*Problem to work on:* Pull the passage from the Proposition 35 letter starting at "Proposition 35, which" up to and including "on legislative amendments.", word for word.

*Quoted text:*
Dear Attorney General Harris:

 

California is one of the top four locations in the nation for human trafficking and should be an issue of top priority. An astonishing 72% of victims identified in California between 2010 and 2012 were born in the United States. On your website, you describe how traffickers use online tools like social media and other digital technology to recruit victims and communicate with customers, and that law enforcement need digital tools to “monitor, collect, and analyze online data and activities” in an effort to provide a valuable digital trail to “prevent and disrupt human trafficking online.”

Proposition 35, which passed with a historical 81% of support from Californian voters, not only requires convicted sex traffickers to register as sex offenders, but for sex offenders to register their online identifiers with law enforcement. These provisions give law enforcement needed tools to monitor and track sex offenders in the interest of public safety – the very purpose of the sex offender registry. By providing internet identifiers to law enforcement, they will be able to monitor, collect, and analyze data and activities, and make the internet a safer place. These provisions hold offenders accountable for their actions and activity online.

We ask that you not surrender to sex offenders and their demands. We strongly urge you to uphold your initial agreement to pursue a parallel track: appeal the landmark Prop 35 case (Doe vs. Harris) while working on legislative amendments.

First, it is uncertain whether the legislative amendments will satisfy the Ninth Circuit Court’s ruling as they never made a decision on whether sex offenders have rights to uncontrolled anonymous speech online.

Second, we do have a high chance of winning at the U.S. Supreme Court. In 2003, the U.S. Supreme Court overturned a similarly flawed Ninth Circuit ruling on Alaska’s sex offender statute.  As part of that ruling, it stated:

The fact that Alaska posts the information on the Internet does not alter our conclusion. It must be acknowledged that notice of a criminal conviction subjects the offender to public shame, the humiliation increasing in proportion to the extent of the publicity. And the geographic reach of the Internet is greater than anything which could have been designed in colonial times. These facts do not render Internet notification punitive. The purpose and the principal effect of notification are to inform the public for its own safety, not to humiliate the offender. Widespread public access is necessary for the efficacy of the scheme, and the attendant humiliation is but a collateral consequence of a valid regulation.”

*Excerpted records:*
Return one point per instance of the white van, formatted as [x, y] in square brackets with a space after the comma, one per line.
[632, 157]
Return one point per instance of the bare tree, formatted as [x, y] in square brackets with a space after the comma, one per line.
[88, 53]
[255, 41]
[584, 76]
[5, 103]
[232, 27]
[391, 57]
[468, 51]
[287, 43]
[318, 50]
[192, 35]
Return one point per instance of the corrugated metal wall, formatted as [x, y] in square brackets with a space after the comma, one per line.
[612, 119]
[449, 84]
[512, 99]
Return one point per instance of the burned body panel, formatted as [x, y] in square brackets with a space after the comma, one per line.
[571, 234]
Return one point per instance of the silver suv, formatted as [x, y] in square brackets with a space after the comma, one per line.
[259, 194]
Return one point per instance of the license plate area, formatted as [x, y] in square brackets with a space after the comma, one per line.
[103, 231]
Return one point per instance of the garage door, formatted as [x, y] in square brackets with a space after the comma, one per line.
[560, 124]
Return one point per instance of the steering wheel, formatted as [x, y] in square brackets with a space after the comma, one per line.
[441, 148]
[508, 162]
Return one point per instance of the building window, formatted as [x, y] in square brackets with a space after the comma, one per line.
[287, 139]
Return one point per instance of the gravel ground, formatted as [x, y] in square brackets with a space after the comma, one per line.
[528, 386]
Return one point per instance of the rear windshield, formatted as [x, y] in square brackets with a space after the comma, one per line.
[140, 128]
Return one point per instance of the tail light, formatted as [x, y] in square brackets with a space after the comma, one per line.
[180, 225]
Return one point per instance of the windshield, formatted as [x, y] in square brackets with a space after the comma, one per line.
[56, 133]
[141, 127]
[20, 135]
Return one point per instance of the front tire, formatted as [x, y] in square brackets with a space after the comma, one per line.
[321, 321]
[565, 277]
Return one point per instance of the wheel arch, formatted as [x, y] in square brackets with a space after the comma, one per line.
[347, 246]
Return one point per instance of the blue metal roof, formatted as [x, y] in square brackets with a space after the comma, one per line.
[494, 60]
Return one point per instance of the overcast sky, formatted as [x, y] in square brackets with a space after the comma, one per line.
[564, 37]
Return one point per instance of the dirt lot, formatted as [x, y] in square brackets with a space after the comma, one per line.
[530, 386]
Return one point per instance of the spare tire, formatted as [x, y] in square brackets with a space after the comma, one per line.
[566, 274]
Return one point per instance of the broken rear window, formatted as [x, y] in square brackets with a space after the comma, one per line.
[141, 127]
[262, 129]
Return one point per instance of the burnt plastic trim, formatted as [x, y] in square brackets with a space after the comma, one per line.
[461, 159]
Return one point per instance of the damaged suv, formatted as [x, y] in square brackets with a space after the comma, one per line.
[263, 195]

*Answer for this exercise:*
Proposition 35, which passed with a historical 81% of support from Californian voters, not only requires convicted sex traffickers to register as sex offenders, but for sex offenders to register their online identifiers with law enforcement. These provisions give law enforcement needed tools to monitor and track sex offenders in the interest of public safety – the very purpose of the sex offender registry. By providing internet identifiers to law enforcement, they will be able to monitor, collect, and analyze data and activities, and make the internet a safer place. These provisions hold offenders accountable for their actions and activity online.

We ask that you not surrender to sex offenders and their demands. We strongly urge you to uphold your initial agreement to pursue a parallel track: appeal the landmark Prop 35 case (Doe vs. Harris) while working on legislative amendments.